Task requirements.
Lay out every line from the one containing "the woman's face" through the end of the items as a numbered list, omitting blank lines and leaving the pictures out.

Entries supplied.

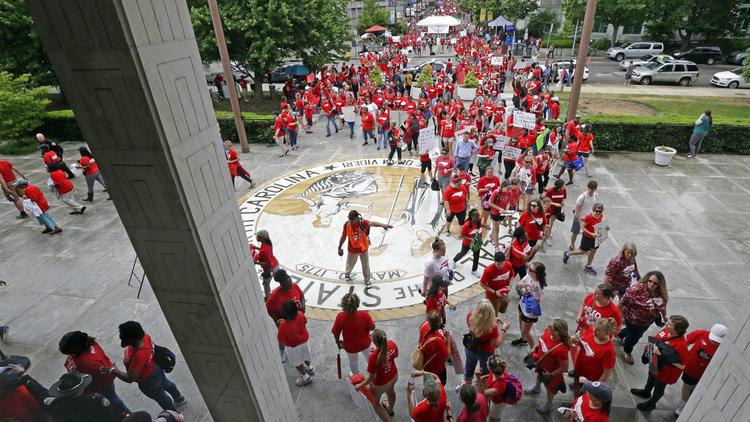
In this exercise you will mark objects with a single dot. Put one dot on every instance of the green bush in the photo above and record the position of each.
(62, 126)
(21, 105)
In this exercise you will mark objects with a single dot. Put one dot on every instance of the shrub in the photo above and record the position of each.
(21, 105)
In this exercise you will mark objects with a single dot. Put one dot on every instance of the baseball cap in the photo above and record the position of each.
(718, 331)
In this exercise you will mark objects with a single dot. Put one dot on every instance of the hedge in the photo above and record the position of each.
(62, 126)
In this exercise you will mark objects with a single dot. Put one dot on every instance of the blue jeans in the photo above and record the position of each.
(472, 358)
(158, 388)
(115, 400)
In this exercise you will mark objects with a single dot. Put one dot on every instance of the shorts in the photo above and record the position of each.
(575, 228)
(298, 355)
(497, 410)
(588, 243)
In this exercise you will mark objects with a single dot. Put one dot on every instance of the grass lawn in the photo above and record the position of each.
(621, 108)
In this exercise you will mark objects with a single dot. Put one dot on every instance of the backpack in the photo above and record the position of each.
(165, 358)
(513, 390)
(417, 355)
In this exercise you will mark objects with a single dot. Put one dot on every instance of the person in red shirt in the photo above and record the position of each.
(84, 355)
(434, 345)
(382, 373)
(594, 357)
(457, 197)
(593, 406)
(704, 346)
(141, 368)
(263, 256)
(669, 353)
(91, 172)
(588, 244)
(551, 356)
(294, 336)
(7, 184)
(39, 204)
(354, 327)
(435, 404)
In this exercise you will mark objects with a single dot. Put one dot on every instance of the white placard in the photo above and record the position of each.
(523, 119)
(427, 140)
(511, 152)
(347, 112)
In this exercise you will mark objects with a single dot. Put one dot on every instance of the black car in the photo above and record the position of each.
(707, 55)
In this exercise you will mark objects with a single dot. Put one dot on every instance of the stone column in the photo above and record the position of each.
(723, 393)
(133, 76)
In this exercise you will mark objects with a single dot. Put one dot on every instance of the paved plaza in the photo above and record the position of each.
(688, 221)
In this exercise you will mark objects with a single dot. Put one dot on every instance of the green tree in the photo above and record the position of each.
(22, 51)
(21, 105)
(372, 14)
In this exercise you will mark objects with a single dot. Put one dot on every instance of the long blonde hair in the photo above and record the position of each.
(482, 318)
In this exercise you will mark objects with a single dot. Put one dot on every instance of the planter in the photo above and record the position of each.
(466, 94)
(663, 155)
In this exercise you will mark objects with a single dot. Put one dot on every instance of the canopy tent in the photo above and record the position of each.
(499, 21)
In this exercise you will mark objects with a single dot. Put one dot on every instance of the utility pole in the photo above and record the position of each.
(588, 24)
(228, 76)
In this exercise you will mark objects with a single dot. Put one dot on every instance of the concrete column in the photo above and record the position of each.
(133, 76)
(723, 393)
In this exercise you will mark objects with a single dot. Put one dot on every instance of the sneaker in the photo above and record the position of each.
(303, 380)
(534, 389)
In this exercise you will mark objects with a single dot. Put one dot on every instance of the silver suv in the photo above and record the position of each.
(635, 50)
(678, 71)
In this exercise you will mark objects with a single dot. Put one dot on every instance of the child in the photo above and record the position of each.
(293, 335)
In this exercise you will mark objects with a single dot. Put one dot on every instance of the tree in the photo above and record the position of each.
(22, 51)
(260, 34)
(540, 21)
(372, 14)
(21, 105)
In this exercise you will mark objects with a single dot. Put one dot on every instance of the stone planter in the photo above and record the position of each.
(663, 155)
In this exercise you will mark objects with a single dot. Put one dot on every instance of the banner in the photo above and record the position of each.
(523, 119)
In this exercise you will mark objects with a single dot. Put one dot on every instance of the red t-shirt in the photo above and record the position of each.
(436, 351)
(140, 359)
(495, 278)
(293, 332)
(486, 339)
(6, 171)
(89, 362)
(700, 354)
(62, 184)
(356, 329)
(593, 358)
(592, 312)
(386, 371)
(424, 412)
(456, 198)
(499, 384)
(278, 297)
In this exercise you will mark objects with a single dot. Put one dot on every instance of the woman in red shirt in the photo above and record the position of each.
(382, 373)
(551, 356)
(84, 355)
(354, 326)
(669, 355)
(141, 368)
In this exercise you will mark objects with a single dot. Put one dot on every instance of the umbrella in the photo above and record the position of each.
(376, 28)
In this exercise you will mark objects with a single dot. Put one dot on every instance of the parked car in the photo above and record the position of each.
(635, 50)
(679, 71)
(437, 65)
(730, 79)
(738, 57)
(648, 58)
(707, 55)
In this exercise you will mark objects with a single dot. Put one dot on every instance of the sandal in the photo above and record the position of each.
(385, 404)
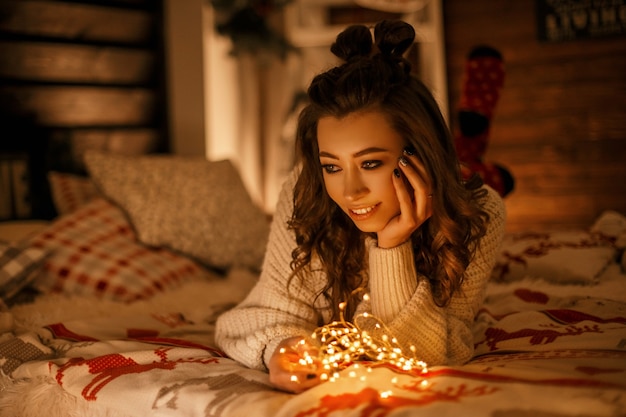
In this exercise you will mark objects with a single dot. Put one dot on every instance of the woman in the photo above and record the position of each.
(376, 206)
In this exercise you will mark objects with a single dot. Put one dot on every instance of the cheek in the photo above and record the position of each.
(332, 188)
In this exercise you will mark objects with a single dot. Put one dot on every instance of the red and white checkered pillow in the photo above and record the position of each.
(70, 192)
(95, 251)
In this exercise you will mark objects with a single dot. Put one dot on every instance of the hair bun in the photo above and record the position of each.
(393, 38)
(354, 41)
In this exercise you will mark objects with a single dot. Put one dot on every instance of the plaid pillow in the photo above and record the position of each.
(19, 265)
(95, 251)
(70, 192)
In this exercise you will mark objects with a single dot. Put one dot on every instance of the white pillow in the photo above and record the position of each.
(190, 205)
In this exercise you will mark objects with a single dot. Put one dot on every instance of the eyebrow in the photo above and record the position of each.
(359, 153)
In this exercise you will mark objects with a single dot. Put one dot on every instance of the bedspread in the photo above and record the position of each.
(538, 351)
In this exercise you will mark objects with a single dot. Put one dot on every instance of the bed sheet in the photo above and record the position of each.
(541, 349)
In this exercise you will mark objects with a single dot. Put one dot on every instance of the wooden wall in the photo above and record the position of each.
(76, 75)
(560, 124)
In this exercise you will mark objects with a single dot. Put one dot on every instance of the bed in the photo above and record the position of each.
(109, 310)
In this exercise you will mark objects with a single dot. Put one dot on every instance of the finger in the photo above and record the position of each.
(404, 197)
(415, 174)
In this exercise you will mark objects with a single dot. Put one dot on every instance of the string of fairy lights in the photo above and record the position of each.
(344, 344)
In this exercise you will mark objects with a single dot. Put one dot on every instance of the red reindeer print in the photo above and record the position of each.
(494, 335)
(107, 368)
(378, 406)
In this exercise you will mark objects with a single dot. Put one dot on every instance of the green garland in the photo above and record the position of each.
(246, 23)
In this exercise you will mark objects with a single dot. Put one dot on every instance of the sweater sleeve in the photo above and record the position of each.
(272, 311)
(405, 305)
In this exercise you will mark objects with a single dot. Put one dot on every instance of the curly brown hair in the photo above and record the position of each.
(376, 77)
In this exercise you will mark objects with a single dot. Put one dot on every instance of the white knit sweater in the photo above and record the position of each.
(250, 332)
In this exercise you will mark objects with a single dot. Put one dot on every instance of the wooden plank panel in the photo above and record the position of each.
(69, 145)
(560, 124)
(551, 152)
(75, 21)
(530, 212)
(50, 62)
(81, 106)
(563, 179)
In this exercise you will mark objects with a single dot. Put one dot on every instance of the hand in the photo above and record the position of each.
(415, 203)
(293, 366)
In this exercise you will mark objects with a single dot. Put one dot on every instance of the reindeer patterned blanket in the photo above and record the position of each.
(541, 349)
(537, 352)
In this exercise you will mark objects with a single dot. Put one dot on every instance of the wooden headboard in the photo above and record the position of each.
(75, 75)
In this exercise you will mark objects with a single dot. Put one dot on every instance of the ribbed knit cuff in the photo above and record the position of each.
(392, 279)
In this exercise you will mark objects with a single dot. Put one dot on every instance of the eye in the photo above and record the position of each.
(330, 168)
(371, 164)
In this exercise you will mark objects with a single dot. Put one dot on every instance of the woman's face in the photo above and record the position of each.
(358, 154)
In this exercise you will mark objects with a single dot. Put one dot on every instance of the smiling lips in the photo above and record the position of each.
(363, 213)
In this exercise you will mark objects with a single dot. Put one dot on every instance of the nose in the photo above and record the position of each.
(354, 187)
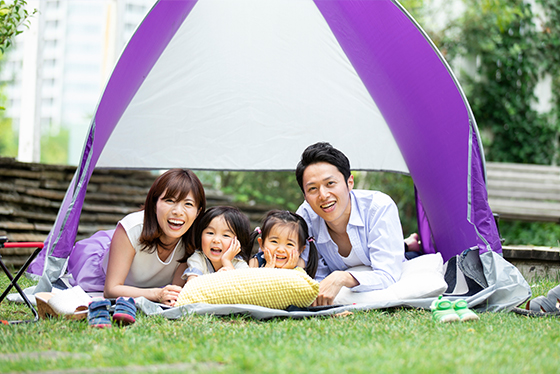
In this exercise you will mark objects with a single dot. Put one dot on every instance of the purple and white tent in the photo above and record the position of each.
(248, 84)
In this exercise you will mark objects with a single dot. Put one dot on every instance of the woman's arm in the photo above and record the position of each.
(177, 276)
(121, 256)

Response for this exercise.
1. In this exercise you will mark objects with a single dot. Put one dot on every instance of the woman's face in the photo above and record the position of each.
2. (358, 154)
3. In this exercise you will mark objects with a single dot. Put one dot on every instance of the smiling lips in the photo above and record the position of each.
4. (363, 213)
5. In this exercise you will mark objects with a single dot. Put one dot on every instance of the nose in the photo above and record the position of each.
6. (354, 187)
7. In this exercise you will mark objects with a single dot. Put one dot on every instance of the purple and white tent in the photo above and record the position of each.
8. (248, 84)
9. In this exercise you will mark objects with a single dot. Put one dot on every instance of the woman's arm in the photo above and record the position of each.
10. (177, 276)
11. (121, 256)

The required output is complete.